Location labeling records

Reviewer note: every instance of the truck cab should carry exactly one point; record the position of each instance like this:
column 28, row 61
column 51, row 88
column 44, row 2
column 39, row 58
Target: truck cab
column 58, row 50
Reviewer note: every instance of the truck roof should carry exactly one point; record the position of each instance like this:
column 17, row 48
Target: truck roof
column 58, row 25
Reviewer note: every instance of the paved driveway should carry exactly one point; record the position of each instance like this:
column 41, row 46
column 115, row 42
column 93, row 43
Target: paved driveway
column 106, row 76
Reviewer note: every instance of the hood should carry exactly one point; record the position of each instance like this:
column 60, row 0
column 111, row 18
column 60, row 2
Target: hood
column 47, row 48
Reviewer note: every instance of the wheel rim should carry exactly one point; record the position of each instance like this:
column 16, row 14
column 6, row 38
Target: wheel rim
* * *
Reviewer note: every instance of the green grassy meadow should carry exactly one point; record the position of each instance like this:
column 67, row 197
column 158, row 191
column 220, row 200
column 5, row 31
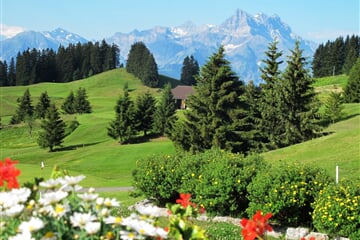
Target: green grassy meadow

● THE EXERCISE
How many lines in the entries above contain the word "paved"? Case matters; reply with the number alone.

● FULL OUTPUT
2